Empire Khmer au 13ème siècle et ambassade de Zhou Daguan
Empire Khmer au 13ème siècle et ambassade de Zhou Daguan

Les chapitres 27 et 28 traitent des liqueurs fermentées et des ferments à bière. Ils ont conduit à sélectionner ce document comme jalon de l’histoire de la brasserie. Ce dernier nous informe, hélas de manière succincte, des bières brassées à cette époque dans le royaume khmer : une sorte à base de riz et une autre bière brassée avec l’amidon du palmier sagou (ou d’autres espèces similaires de palmiers à moelle amylacée). Les Cambodgiens utilisent la technique des ferments à base de plantes pour brasser la bière, technique générale employée aussi en Chine à la même époque. C’est d’ailleurs parce que Zou Daguan est originaire de la Chine du sud qu’il en a compris le principe technique.

EXERCICE BREF: Dans le texte sur l'empire khmer, reproduisez sans rien changer le passage qui va de « Les chapitres 27 » jusqu'à « le principe technique. ».

LIGNES EXTRAITES:
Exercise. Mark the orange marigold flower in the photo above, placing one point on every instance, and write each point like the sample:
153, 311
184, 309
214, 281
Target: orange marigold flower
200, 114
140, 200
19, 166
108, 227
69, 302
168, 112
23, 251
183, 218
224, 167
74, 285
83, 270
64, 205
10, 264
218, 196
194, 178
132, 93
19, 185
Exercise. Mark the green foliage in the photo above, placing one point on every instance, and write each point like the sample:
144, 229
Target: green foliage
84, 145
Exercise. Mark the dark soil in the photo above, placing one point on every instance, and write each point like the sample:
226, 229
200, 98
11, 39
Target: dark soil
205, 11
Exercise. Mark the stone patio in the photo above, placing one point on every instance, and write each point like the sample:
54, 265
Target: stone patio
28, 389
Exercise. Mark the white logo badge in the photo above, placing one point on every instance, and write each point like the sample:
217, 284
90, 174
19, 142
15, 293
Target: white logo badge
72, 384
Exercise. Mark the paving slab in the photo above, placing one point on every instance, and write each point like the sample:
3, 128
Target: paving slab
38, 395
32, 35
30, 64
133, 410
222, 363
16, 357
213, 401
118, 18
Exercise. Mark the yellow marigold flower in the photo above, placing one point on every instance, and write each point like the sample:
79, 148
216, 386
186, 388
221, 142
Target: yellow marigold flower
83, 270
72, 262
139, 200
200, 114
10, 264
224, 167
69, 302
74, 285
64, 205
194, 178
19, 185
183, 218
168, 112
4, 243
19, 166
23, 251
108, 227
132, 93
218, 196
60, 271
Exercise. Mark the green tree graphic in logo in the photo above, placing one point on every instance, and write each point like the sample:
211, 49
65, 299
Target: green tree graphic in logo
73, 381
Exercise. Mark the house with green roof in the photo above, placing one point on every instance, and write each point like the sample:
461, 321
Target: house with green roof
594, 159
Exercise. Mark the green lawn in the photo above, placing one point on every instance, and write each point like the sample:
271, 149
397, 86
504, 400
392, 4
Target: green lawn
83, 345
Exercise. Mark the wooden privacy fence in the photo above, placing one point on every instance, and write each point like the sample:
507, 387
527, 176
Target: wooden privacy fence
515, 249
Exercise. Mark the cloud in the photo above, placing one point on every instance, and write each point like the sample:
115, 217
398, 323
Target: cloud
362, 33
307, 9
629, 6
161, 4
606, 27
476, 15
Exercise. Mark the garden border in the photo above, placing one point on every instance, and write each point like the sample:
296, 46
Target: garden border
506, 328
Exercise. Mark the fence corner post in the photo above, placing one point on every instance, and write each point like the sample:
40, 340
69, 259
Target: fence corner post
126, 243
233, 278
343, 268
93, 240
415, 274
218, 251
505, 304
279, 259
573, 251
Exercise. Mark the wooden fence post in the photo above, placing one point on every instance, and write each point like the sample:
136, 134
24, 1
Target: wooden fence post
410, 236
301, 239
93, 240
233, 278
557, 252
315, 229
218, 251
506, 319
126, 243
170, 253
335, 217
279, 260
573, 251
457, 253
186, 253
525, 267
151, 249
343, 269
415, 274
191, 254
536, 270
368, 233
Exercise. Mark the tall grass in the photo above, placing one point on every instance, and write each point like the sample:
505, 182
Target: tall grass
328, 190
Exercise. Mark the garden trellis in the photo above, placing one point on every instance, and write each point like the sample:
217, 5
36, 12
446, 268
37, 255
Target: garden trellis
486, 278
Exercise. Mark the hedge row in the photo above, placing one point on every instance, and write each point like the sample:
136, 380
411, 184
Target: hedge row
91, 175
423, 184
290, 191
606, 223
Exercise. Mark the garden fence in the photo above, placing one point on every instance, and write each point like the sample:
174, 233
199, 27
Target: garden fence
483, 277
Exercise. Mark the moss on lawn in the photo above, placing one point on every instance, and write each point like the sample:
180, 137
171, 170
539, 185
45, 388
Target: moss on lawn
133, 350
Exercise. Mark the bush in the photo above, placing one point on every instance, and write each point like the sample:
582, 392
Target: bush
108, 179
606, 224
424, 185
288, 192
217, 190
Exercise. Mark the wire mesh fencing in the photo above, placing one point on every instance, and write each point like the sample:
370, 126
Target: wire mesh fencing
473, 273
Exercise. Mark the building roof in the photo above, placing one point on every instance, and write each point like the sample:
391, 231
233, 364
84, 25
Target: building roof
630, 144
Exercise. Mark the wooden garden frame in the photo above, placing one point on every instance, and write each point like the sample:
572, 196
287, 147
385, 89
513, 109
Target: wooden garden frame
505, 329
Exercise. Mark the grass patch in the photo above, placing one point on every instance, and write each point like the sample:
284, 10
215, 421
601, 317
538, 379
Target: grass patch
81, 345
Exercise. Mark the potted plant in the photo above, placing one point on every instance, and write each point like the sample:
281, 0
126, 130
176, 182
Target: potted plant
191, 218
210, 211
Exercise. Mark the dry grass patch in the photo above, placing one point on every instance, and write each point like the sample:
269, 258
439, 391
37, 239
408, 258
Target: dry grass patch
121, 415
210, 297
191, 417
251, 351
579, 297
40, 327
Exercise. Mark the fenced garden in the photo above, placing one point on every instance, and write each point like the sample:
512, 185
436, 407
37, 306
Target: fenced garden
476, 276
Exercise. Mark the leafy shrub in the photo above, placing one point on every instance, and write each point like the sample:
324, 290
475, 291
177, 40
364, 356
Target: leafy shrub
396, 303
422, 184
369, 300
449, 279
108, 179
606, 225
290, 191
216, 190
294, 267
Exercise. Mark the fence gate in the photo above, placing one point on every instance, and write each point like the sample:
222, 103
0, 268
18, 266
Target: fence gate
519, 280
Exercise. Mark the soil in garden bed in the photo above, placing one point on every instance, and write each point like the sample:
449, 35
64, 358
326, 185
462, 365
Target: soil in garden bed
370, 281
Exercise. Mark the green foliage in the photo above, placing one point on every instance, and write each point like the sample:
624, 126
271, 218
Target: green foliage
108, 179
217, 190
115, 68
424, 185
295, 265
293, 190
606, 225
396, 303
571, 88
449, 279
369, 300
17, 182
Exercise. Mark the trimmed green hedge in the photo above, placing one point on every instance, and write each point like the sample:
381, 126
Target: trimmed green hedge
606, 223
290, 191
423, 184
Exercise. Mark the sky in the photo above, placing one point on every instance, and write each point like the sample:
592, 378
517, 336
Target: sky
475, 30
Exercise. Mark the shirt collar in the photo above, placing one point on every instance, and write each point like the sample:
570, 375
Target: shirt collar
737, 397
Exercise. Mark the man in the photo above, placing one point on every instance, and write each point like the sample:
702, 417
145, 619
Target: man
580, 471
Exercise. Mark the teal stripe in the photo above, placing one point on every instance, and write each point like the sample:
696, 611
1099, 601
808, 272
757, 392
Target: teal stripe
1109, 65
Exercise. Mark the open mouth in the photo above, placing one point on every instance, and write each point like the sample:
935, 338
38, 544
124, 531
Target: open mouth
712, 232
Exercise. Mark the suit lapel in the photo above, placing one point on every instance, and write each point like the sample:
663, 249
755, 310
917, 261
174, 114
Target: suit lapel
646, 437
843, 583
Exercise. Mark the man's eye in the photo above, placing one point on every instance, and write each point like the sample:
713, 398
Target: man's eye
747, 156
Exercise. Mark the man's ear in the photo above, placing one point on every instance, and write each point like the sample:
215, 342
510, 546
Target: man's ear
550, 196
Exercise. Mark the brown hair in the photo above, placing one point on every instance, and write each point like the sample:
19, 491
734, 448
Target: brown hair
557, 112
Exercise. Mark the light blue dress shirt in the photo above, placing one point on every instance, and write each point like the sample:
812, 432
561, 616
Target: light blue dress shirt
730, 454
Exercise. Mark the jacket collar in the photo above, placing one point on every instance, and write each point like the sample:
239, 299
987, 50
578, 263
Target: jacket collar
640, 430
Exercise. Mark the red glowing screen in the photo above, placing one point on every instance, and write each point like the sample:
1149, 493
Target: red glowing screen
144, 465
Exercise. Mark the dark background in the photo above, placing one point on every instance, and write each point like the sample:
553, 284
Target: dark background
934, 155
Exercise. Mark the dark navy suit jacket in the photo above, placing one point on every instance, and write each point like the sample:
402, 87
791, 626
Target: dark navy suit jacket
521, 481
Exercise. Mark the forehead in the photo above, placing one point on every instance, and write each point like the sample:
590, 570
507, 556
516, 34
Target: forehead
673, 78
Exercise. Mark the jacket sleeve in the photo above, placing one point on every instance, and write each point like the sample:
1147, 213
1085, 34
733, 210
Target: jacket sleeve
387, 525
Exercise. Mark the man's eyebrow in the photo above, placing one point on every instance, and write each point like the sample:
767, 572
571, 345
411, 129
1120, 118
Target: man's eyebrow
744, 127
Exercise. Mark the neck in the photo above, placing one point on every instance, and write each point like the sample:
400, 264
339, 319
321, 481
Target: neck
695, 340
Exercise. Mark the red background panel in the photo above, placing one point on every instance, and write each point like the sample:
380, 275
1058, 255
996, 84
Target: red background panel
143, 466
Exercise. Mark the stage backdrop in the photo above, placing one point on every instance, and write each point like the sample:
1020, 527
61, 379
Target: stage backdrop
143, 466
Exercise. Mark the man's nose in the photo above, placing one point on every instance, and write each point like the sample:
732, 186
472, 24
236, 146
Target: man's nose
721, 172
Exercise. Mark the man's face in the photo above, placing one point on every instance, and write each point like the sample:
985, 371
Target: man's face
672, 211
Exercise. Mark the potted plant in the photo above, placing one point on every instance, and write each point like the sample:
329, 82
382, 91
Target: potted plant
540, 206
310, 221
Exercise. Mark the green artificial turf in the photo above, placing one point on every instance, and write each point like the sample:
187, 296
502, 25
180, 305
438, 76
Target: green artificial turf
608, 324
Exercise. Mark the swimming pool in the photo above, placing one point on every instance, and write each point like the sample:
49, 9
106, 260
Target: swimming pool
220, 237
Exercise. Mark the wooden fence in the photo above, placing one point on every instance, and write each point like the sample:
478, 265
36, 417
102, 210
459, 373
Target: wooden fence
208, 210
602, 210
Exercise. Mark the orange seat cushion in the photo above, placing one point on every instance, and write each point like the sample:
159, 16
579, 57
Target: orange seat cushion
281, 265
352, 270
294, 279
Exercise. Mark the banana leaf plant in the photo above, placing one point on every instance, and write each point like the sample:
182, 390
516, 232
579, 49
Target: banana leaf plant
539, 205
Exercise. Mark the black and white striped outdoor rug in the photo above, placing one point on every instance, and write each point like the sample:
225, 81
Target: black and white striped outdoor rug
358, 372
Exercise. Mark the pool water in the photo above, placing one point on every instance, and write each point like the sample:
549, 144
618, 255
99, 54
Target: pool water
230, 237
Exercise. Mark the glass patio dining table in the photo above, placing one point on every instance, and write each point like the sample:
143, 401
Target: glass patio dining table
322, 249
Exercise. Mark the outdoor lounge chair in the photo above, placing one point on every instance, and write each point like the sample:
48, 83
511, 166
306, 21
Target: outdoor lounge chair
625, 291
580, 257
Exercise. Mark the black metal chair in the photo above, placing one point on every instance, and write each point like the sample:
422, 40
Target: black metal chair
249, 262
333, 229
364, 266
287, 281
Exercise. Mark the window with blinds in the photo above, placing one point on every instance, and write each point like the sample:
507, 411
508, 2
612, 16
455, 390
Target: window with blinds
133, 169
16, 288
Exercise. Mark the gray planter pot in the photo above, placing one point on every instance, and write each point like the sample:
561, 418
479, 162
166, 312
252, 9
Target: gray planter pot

RÉPONSE CI-DESSOUS:
Les chapitres 27 et 28 traitent des liqueurs fermentées et des ferments à bière. Ils ont conduit à sélectionner ce document comme jalon de l’histoire de la brasserie. Ce dernier nous informe, hélas de manière succincte, des bières brassées à cette époque dans le royaume khmer : une sorte à base de riz et une autre bière brassée avec l’amidon du palmier sagou (ou d’autres espèces similaires de palmiers à moelle amylacée). Les Cambodgiens utilisent la technique des ferments à base de plantes pour brasser la bière, technique générale employée aussi en Chine à la même époque. C’est d’ailleurs parce que Zou Daguan est originaire de la Chine du sud qu’il en a compris le principe technique.